◆ **Exercise brief**
An exact copy of the lines from the one containing "Question. Place a dot on every instance of the framed" through the last line below is required; include both of those lines and no others.
Data in this exercise START
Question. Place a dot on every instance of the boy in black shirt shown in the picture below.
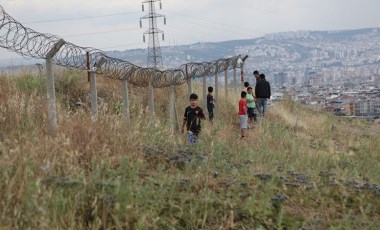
(192, 119)
(210, 104)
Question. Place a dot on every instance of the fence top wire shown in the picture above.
(31, 44)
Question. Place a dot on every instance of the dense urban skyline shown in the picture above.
(114, 25)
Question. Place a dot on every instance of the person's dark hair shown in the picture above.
(243, 94)
(193, 96)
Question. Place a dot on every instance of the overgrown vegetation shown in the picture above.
(299, 168)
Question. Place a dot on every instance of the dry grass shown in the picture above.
(104, 174)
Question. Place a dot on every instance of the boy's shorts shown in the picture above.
(191, 137)
(210, 113)
(251, 112)
(243, 121)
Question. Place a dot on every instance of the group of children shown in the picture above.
(194, 114)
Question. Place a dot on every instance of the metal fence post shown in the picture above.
(124, 94)
(172, 109)
(52, 107)
(216, 88)
(235, 82)
(226, 84)
(94, 94)
(151, 101)
(204, 92)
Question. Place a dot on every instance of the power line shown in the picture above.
(122, 45)
(81, 18)
(214, 22)
(100, 32)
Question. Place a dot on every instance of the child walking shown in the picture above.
(243, 109)
(210, 103)
(192, 119)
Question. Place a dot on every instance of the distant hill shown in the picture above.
(290, 42)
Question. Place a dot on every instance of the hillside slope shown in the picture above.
(299, 168)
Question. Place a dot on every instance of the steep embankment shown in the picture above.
(299, 168)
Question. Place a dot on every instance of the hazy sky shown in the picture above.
(114, 24)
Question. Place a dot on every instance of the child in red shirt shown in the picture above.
(243, 108)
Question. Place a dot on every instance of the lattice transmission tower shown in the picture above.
(154, 49)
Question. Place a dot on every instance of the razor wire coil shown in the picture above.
(31, 44)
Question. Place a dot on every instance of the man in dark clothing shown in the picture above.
(192, 119)
(210, 103)
(262, 93)
(256, 74)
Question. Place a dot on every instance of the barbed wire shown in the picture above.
(31, 44)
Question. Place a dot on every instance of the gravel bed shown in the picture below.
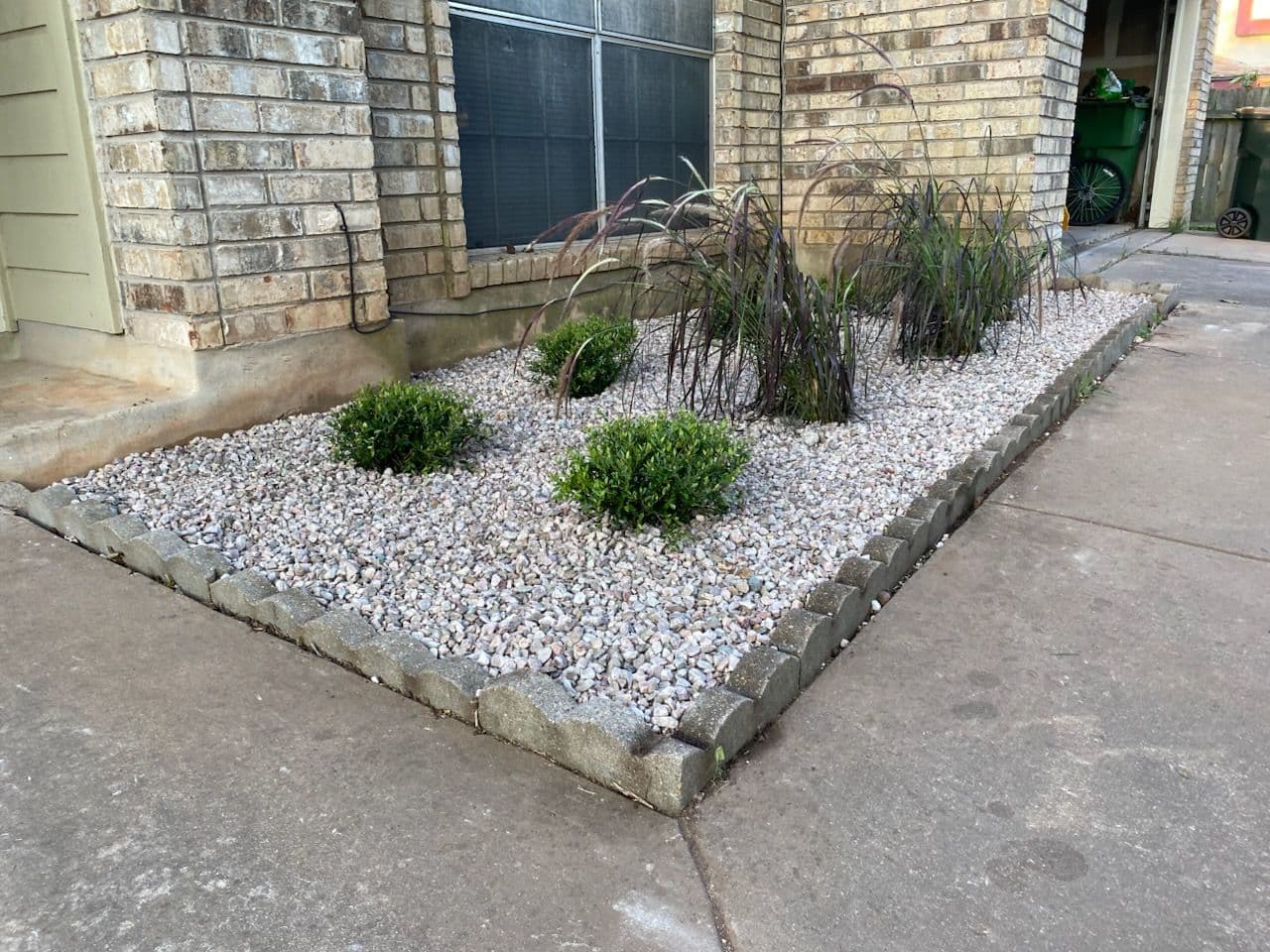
(483, 562)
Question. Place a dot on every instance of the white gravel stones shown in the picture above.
(483, 562)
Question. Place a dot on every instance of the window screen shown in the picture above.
(579, 12)
(684, 22)
(527, 107)
(657, 113)
(526, 130)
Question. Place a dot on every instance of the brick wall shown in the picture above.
(226, 132)
(1197, 111)
(747, 91)
(992, 84)
(416, 136)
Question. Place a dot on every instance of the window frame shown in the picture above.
(598, 37)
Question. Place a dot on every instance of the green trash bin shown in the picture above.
(1248, 214)
(1105, 150)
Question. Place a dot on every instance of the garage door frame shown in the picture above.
(103, 285)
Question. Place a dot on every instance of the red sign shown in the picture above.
(1252, 18)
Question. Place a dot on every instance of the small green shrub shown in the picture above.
(657, 470)
(594, 350)
(404, 426)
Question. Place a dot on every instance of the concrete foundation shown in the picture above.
(58, 421)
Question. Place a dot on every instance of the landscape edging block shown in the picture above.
(236, 594)
(862, 574)
(719, 720)
(770, 678)
(287, 612)
(149, 552)
(13, 497)
(843, 604)
(109, 536)
(195, 569)
(894, 555)
(77, 520)
(810, 638)
(44, 506)
(677, 772)
(338, 634)
(447, 684)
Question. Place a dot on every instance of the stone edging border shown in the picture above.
(602, 740)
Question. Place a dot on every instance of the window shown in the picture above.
(536, 79)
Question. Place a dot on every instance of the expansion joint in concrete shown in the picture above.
(1143, 534)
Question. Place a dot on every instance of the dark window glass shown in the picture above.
(579, 12)
(526, 130)
(684, 22)
(657, 108)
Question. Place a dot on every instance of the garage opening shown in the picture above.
(1120, 112)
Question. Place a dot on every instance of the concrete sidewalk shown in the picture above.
(172, 779)
(1052, 738)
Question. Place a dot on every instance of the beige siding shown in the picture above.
(54, 264)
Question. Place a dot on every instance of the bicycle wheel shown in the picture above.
(1234, 222)
(1095, 191)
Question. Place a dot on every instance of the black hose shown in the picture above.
(352, 278)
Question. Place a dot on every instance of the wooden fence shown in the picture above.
(1220, 153)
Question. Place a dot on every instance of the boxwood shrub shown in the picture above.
(405, 428)
(659, 470)
(604, 345)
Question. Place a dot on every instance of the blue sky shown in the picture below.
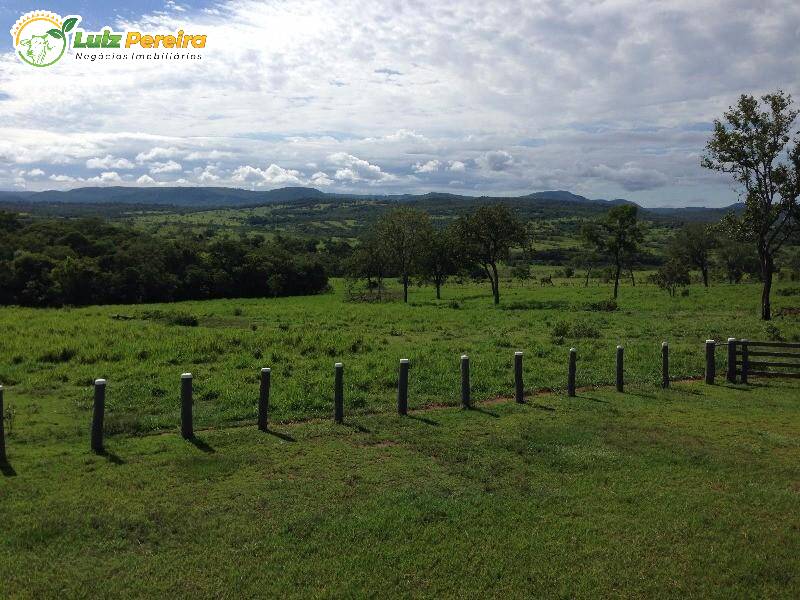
(609, 98)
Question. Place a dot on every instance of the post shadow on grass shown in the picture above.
(110, 456)
(483, 411)
(281, 436)
(423, 420)
(5, 467)
(200, 444)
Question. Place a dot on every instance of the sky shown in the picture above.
(604, 98)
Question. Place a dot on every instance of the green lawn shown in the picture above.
(692, 491)
(49, 358)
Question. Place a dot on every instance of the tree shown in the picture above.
(521, 273)
(402, 232)
(618, 236)
(692, 245)
(438, 257)
(486, 237)
(671, 275)
(369, 262)
(735, 259)
(753, 145)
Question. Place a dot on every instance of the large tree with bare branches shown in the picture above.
(753, 142)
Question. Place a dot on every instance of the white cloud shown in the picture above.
(353, 169)
(169, 166)
(109, 162)
(208, 176)
(62, 178)
(496, 160)
(209, 155)
(630, 176)
(429, 167)
(157, 153)
(321, 179)
(106, 178)
(602, 98)
(272, 175)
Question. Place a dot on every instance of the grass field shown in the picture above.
(49, 358)
(693, 491)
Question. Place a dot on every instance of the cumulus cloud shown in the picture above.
(109, 162)
(621, 102)
(157, 153)
(630, 176)
(208, 176)
(496, 160)
(272, 175)
(353, 169)
(106, 178)
(169, 166)
(62, 178)
(320, 179)
(430, 166)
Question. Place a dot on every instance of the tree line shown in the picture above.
(54, 262)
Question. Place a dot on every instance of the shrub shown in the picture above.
(184, 320)
(788, 292)
(575, 329)
(609, 305)
(58, 356)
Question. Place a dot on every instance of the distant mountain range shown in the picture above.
(211, 197)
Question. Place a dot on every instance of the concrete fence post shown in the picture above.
(263, 399)
(2, 429)
(338, 393)
(573, 367)
(519, 386)
(402, 387)
(731, 360)
(711, 364)
(745, 360)
(465, 399)
(98, 414)
(187, 431)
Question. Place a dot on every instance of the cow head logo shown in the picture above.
(41, 37)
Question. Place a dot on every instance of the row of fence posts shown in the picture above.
(187, 430)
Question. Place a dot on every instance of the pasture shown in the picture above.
(692, 491)
(49, 357)
(687, 491)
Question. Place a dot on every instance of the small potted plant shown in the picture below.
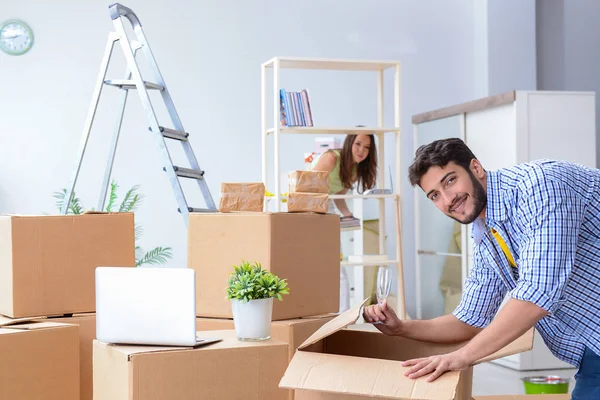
(251, 290)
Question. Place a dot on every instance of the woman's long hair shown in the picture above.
(367, 169)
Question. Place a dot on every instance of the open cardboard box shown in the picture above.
(341, 363)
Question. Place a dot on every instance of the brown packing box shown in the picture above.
(525, 397)
(309, 181)
(308, 202)
(47, 263)
(242, 196)
(39, 360)
(327, 364)
(230, 370)
(302, 248)
(87, 334)
(292, 331)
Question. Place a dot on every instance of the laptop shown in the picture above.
(147, 306)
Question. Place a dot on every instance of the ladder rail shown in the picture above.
(175, 119)
(135, 81)
(154, 125)
(115, 140)
(112, 38)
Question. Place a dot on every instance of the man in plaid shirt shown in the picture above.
(536, 231)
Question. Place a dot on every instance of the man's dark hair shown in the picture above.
(439, 153)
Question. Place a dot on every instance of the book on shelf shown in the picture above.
(294, 108)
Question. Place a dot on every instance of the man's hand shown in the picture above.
(390, 323)
(436, 364)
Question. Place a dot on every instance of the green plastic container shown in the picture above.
(545, 385)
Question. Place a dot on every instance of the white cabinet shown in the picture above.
(501, 130)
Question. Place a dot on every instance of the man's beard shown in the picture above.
(479, 201)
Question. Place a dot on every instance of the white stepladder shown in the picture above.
(133, 80)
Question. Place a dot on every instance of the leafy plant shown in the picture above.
(251, 282)
(130, 203)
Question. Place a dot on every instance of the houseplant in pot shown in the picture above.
(251, 290)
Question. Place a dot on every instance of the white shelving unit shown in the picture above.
(276, 65)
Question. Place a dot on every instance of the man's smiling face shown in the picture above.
(457, 192)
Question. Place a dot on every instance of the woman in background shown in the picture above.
(355, 163)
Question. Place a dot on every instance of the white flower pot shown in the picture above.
(252, 320)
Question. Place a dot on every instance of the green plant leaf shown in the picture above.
(251, 282)
(158, 255)
(75, 207)
(112, 198)
(131, 200)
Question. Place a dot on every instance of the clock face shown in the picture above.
(16, 37)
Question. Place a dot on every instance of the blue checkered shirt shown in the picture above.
(548, 213)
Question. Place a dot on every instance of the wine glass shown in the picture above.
(384, 284)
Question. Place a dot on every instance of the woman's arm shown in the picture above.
(341, 204)
(326, 162)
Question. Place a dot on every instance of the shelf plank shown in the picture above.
(362, 196)
(333, 130)
(338, 64)
(368, 264)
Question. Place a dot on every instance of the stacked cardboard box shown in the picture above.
(47, 298)
(347, 361)
(308, 191)
(229, 369)
(302, 248)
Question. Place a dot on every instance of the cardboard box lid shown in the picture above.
(525, 397)
(378, 378)
(7, 321)
(11, 215)
(33, 326)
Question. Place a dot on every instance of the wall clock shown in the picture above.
(16, 37)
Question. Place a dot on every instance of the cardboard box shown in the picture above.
(309, 181)
(292, 331)
(47, 263)
(327, 364)
(39, 361)
(525, 397)
(230, 370)
(242, 197)
(302, 248)
(308, 202)
(87, 334)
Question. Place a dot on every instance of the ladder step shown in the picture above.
(130, 84)
(173, 134)
(192, 209)
(188, 173)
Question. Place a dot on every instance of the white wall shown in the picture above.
(209, 54)
(568, 43)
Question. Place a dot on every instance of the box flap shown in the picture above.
(378, 378)
(6, 321)
(348, 317)
(32, 326)
(523, 343)
(227, 340)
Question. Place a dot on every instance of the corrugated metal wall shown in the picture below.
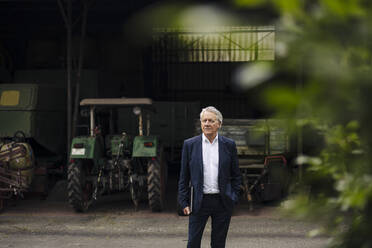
(192, 66)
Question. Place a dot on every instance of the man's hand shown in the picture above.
(187, 211)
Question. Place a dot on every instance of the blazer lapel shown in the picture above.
(221, 150)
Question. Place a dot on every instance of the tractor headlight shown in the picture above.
(137, 110)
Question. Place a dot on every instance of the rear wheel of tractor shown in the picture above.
(156, 183)
(79, 189)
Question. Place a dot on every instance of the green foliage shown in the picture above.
(327, 50)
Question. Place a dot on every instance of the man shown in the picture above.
(210, 166)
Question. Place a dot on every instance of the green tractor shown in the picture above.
(106, 161)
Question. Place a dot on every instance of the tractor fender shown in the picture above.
(145, 146)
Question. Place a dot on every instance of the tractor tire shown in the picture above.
(156, 183)
(79, 190)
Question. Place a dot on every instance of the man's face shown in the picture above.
(210, 124)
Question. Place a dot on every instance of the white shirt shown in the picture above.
(210, 165)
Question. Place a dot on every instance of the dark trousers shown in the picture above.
(211, 206)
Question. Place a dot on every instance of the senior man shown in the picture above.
(210, 166)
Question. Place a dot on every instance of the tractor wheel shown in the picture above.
(79, 189)
(156, 183)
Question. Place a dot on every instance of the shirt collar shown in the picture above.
(205, 139)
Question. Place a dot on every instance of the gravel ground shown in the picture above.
(112, 222)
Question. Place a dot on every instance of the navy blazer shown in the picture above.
(229, 178)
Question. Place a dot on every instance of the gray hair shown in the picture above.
(213, 110)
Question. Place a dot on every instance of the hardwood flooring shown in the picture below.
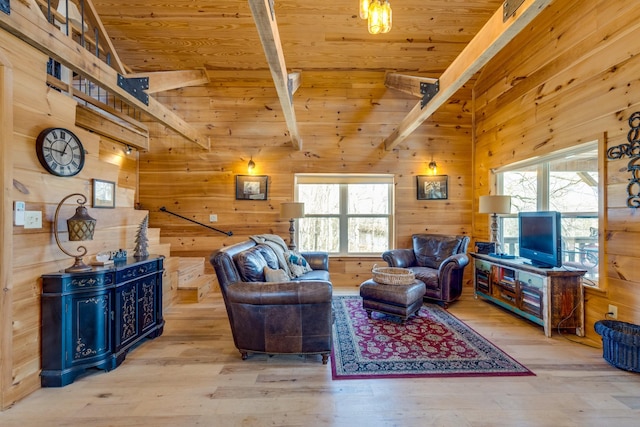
(193, 376)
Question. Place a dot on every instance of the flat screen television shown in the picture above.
(540, 238)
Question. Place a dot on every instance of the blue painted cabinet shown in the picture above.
(92, 319)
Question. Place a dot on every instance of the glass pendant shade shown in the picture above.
(364, 9)
(380, 19)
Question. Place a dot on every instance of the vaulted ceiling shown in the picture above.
(426, 37)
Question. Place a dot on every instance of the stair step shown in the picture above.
(196, 289)
(189, 269)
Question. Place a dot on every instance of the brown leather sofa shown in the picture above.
(275, 317)
(438, 261)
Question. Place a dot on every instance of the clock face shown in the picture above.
(60, 152)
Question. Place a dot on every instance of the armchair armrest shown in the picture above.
(402, 258)
(317, 260)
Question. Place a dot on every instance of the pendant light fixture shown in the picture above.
(378, 15)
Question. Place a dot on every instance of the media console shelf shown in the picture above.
(92, 319)
(550, 297)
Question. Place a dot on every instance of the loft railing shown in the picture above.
(228, 233)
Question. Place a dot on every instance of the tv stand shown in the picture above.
(550, 297)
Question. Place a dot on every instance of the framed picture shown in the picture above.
(251, 187)
(432, 187)
(104, 194)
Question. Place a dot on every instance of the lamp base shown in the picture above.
(78, 266)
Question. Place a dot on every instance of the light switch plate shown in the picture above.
(33, 219)
(18, 218)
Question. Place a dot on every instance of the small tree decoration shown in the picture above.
(142, 243)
Data in this exercise END
◆ **Written response**
Question. Place a dot on every instance of the framed picture shown in the picture above.
(251, 187)
(432, 187)
(104, 194)
Question. Place a dot on every instance of the lamp base shown in the picture above.
(78, 266)
Question. Place a dot on every instance of the light switch plate shown in the picture above.
(33, 219)
(18, 218)
Question. Place a dot on every instance of the small tree decoration shown in the picture above.
(142, 243)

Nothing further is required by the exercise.